▶ 文档节选
┄┄┄┄┄┄┄┄┄┄

分层数据Hierarchical Data探索(例如:无限级分类、多级菜单、省份城市)
引言
第一篇 分层数据Hierarchical Data探索(1.递归) 已经介绍了分层数据以及使用递归算法实现了无限极分类,但是递归即浪费时间,又浪费空间(内存),尤其是在数据量大的情况下效率显著下降。
第二篇 分层数据Hierarchical Data探索(2.邻接表模型) 介绍了一种数据模型邻接表模型来实现,但在检索路径的过程中,除了本层外,每一层都会对应一个LEFT JOIN,那么如果层数不定怎么办?或者层数过多?
邻接表模型的局限性
用纯SQL编码实现邻接表模型有一定的难度。在我们检索某分类的路径之前,我们需要知道该分类所在的层次。在删除中间层的节点时,需要同时删除该节点下的所有节点,否则会出现孤立节点。
那么,在MySQL中如何更好的处理分层数据呢?下面我们来说一说嵌套集合模型
- 分层数据Hierarchical Data探索(1.递归 recursion)
- 分层数据Hierarchical Data探索(2.邻接表模型 Adjacency List Model)
- 分层数据Hierarchical Data探索(3.嵌套集合模型 Nested Set Model)
嵌套集合模型(Nested Set Model)
更多 嵌套集合模型(Nested Set Model)的介绍请见:wiki
在嵌套集合模型中,我们将以一种新的方式来理解我们的分层数据,不再是线与点了,而是嵌套容器。下图以嵌套容器的方式画出了electronics分类图:
通过集合的包含关系,嵌套结合模型可以表示分层结构,每一个分层可以用一个Set来表示(一个圈),父节点所在的圈包含所有子节点所在的圈。

┄┄┄┄┄┄┄┄┄┄

坐标标注数据:

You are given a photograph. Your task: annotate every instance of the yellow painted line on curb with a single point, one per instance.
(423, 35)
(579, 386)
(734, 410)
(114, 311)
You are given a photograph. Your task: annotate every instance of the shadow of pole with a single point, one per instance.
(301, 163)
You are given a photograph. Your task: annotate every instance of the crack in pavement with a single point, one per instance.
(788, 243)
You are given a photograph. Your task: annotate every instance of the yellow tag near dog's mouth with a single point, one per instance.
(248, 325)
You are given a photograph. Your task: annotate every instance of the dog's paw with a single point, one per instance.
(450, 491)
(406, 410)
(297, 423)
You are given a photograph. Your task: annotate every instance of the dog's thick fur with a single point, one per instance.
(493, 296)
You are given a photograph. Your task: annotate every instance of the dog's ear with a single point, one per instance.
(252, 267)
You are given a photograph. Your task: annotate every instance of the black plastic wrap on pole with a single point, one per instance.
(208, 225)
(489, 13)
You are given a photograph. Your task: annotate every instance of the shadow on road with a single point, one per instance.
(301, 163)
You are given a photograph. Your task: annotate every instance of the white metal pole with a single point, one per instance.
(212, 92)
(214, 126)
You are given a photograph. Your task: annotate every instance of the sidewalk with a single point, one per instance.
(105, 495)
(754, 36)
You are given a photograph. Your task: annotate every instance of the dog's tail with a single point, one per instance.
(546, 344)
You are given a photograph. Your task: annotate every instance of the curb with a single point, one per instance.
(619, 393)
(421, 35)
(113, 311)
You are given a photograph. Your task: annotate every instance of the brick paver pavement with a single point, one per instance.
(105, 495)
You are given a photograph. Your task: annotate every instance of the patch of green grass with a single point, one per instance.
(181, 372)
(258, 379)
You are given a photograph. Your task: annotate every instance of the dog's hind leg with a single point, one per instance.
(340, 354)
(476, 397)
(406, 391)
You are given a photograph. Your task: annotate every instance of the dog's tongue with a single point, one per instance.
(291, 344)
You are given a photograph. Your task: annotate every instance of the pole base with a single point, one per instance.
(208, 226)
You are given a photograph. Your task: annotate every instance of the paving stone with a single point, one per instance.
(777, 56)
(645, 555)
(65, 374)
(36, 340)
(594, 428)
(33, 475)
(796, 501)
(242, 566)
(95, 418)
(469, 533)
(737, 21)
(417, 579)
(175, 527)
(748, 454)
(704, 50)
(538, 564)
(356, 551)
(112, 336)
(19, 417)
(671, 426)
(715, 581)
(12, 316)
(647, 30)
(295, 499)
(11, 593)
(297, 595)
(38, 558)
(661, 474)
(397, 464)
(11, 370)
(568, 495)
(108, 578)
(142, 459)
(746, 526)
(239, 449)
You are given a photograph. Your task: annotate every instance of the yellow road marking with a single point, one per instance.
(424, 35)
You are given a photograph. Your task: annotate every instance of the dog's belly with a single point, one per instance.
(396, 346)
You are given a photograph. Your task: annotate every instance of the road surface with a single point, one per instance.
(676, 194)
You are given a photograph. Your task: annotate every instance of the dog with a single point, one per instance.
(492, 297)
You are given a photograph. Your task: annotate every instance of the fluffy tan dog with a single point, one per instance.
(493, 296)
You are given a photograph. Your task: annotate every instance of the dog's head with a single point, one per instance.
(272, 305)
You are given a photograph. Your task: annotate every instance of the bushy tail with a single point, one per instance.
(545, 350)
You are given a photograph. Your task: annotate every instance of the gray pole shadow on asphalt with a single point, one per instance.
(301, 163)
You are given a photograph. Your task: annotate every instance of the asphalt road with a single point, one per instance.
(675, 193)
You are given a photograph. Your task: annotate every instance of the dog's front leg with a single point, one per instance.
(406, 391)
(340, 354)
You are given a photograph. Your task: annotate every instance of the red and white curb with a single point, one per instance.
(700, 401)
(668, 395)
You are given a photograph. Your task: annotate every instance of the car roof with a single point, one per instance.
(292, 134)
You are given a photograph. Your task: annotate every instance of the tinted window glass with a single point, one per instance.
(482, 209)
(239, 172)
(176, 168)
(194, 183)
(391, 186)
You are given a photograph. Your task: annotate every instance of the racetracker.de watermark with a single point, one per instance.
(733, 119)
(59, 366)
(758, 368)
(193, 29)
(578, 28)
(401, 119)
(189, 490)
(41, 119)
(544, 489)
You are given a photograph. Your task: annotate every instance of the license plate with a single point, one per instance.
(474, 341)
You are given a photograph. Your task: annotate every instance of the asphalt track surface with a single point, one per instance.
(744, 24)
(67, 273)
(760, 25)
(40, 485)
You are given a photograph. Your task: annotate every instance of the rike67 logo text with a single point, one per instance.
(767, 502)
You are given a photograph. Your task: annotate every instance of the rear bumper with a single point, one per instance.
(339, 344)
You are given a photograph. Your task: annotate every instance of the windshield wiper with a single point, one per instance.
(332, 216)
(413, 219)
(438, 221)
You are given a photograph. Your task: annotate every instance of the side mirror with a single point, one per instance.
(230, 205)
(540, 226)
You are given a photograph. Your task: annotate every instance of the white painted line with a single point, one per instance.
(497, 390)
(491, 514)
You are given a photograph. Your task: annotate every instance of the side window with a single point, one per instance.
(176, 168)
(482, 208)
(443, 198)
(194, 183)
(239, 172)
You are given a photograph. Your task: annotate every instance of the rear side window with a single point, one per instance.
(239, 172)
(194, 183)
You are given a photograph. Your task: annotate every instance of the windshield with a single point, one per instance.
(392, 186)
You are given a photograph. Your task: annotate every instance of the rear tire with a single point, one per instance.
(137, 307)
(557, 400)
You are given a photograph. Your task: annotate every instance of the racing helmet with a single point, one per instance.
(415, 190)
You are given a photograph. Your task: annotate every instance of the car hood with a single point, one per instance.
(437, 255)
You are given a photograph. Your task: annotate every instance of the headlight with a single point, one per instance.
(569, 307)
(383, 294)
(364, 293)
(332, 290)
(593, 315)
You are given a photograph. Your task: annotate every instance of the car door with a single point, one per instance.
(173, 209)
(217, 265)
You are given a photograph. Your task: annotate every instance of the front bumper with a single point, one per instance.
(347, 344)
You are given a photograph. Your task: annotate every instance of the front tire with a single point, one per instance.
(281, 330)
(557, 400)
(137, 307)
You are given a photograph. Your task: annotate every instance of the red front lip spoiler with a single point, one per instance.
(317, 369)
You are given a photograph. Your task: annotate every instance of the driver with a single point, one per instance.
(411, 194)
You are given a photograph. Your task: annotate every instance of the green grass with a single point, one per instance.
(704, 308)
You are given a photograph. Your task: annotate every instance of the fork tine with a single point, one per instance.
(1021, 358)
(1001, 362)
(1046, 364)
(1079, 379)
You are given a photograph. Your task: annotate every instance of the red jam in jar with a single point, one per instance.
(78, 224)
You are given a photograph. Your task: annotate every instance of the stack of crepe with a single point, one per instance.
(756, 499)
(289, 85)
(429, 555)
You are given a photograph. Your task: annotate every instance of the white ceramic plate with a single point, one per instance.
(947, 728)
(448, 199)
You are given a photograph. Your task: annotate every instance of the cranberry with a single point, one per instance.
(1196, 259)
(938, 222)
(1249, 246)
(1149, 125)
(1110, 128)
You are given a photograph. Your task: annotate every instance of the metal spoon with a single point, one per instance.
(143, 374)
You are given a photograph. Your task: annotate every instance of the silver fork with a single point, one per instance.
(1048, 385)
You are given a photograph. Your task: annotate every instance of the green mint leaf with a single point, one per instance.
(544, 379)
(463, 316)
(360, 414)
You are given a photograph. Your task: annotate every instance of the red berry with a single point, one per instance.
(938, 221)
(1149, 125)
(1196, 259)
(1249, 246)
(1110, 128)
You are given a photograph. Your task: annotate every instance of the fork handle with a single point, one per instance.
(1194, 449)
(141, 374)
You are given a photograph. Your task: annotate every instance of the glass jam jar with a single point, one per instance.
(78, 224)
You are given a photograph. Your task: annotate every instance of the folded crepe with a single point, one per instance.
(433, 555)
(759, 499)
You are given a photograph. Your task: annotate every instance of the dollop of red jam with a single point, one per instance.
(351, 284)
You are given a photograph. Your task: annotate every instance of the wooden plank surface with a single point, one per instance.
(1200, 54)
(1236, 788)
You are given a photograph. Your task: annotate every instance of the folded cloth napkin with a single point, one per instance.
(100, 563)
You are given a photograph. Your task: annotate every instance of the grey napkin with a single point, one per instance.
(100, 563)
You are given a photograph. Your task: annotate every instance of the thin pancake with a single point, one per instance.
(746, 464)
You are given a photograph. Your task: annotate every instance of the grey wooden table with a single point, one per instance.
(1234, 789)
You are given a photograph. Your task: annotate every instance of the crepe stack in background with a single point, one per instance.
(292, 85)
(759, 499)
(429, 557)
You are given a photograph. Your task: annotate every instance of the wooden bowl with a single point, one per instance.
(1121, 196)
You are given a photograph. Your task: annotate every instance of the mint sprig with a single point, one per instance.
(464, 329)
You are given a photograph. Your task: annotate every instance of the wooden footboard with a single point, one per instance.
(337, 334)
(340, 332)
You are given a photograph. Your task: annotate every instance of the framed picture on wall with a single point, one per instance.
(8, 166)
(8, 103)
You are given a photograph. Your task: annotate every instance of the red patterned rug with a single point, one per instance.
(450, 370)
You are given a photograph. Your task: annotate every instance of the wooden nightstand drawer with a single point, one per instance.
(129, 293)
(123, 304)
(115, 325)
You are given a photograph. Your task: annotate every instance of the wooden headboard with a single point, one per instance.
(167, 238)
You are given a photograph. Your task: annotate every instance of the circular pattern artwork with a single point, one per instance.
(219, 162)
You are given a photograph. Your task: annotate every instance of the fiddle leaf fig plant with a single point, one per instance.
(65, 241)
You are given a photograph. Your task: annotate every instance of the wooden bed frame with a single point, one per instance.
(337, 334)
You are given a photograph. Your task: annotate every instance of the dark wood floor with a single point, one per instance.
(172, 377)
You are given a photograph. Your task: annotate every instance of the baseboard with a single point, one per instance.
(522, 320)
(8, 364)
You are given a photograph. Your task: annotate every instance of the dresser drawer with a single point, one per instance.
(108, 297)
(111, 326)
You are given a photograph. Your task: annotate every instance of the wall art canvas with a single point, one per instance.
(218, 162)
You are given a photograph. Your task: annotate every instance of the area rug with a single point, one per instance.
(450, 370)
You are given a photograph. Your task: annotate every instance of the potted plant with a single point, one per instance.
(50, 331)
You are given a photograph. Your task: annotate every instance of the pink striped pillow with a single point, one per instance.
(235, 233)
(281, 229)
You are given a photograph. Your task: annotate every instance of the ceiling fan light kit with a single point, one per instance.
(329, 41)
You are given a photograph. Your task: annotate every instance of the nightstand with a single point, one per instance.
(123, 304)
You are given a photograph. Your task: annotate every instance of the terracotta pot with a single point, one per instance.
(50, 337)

┄┄┄┄┄┄┄┄┄┄

▶ 问题描述
按照这段关于分层数据的文档,用纯SQL检索某分类的路径之前,需要先知道什么?

▶ 解答过程
需要先知道该分类所在的层次。